» **Dataset entries**
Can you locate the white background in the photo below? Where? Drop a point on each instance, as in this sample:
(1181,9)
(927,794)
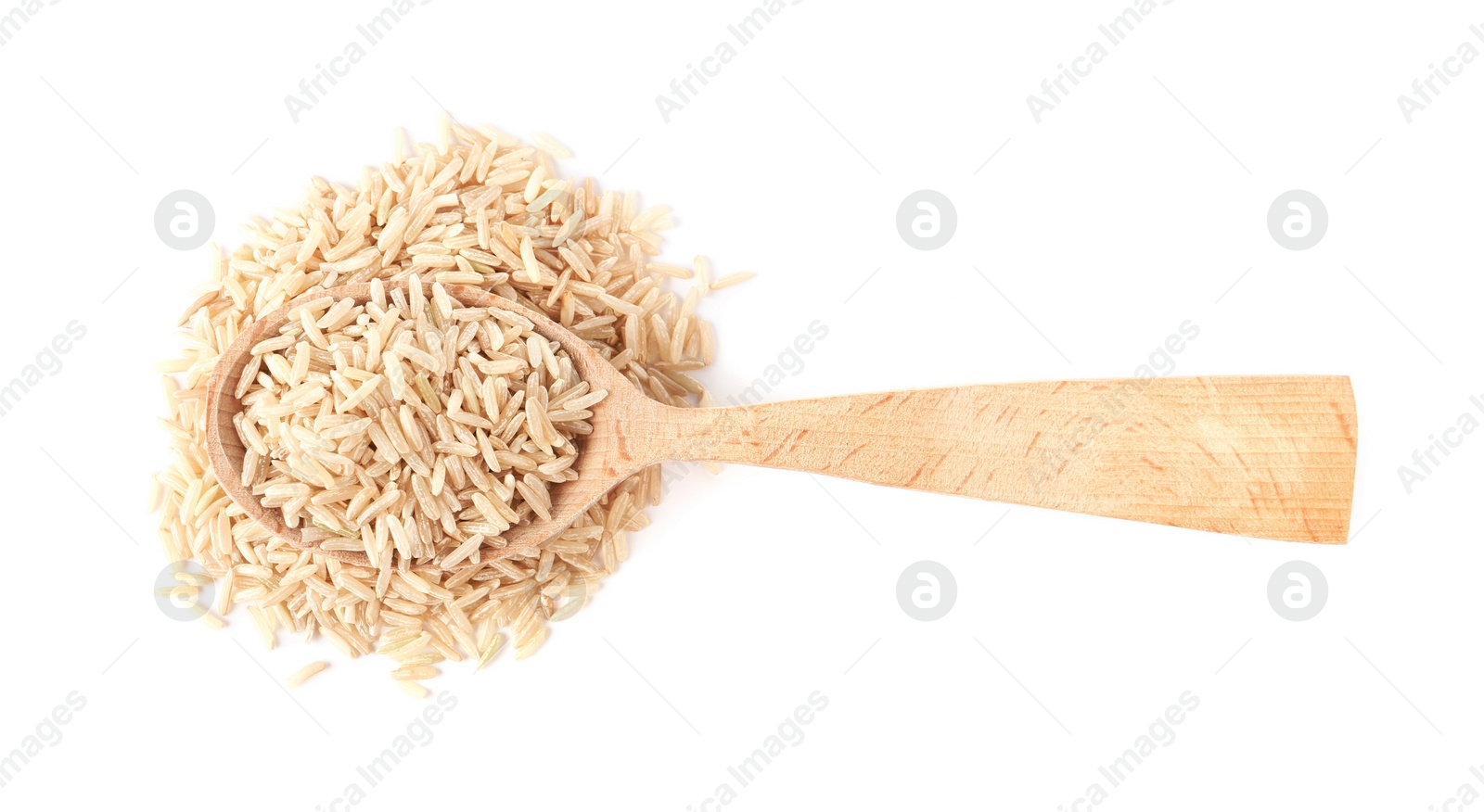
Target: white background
(1132,206)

» **What needs to be done**
Copy each line of the records precisely and drop any images they hold.

» **Your response**
Can you locate the white background in the photo below? Where? Drop a point on each instance, as in this sample:
(1181,9)
(927,794)
Target: white background
(1132,206)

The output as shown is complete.